■ **Given text**
━━━

New CPOs may only be issued to the extent that the maximum limit set forth in the CPO Deed has not been exceeded, otherwise the execution of a new CPO deed may be required. Immediately upon the occurrence of any such exchange, conversion or substitution covered by this paragraph in respect of the Deposited Securities, the Depositary shall give notice thereof in writing to all Holders.
 
In the event Deposited Securities are to be redeemed and, as a result, Deposited Securities registered in the name of the Custodian are called for redemption by the Company, the Depositary will call for redemption of GDSs (in an aggregate number representing the number of Deposited Securities registered in the name of the Custodian called for redemption) and may adopt such method as it may deem equitable and practicable to select the GDSs called for redemption.  The net proceeds of such redemption after payment of the fees and expenses of the Depositary shall be distributed to holders entitled thereto as in the case of a distribution in cash in accordance with Section 4.02 of the Deposit Agreement.

━━━

■ **Task**
Answer these from the passage on deposited securities:
(a) New CPOs may be issued only to what extent?
(b) Who must the Depositary notify in writing after an exchange, conversion or substitution of the Deposited Securities?
(c) What is paid out of redemption proceeds before the rest is distributed to holders?

━━━

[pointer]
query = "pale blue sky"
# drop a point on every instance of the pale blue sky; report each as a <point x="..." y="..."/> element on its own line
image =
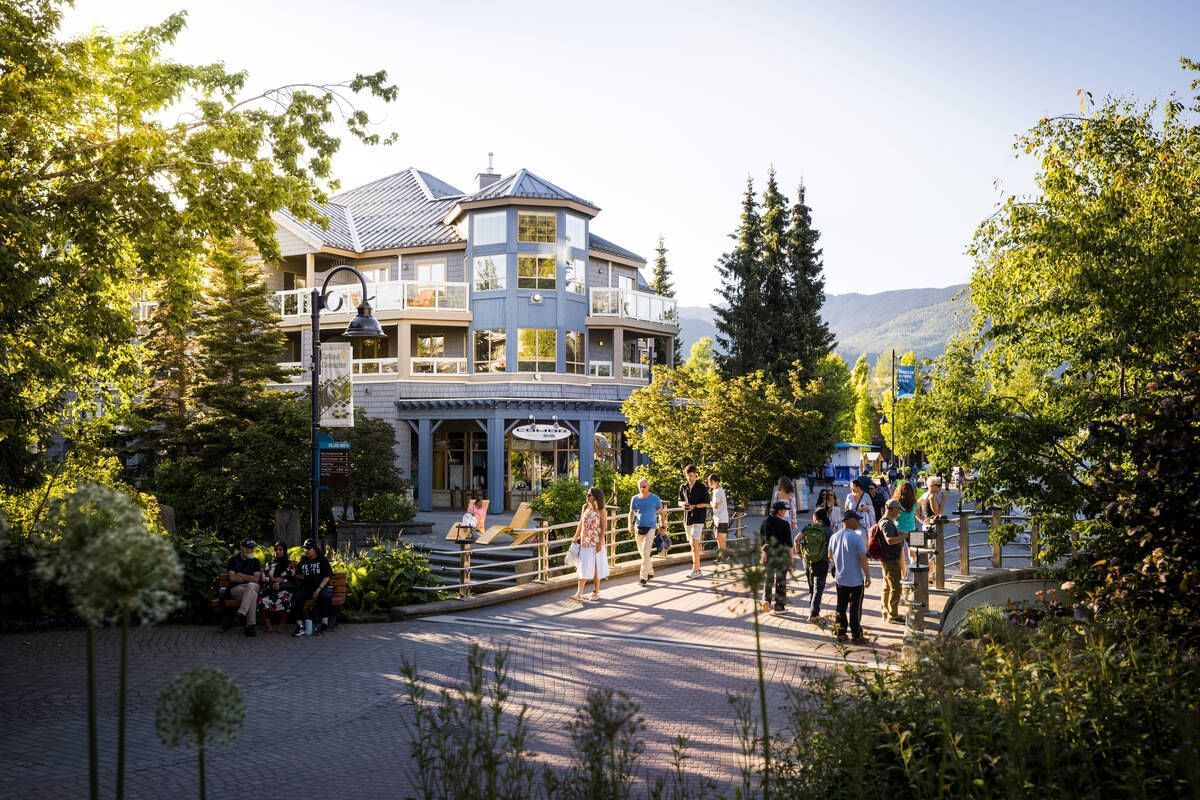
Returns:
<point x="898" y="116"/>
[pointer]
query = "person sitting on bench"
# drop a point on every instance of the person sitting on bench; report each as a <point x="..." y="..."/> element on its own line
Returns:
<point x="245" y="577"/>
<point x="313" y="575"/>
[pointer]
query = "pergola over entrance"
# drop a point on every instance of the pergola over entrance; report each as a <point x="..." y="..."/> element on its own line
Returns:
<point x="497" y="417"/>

━━━

■ **Solution to this task**
(a) Only to the extent that the maximum limit set forth in the CPO Deed has not been exceeded.
(b) All Holders.
(c) The fees and expenses of the Depositary.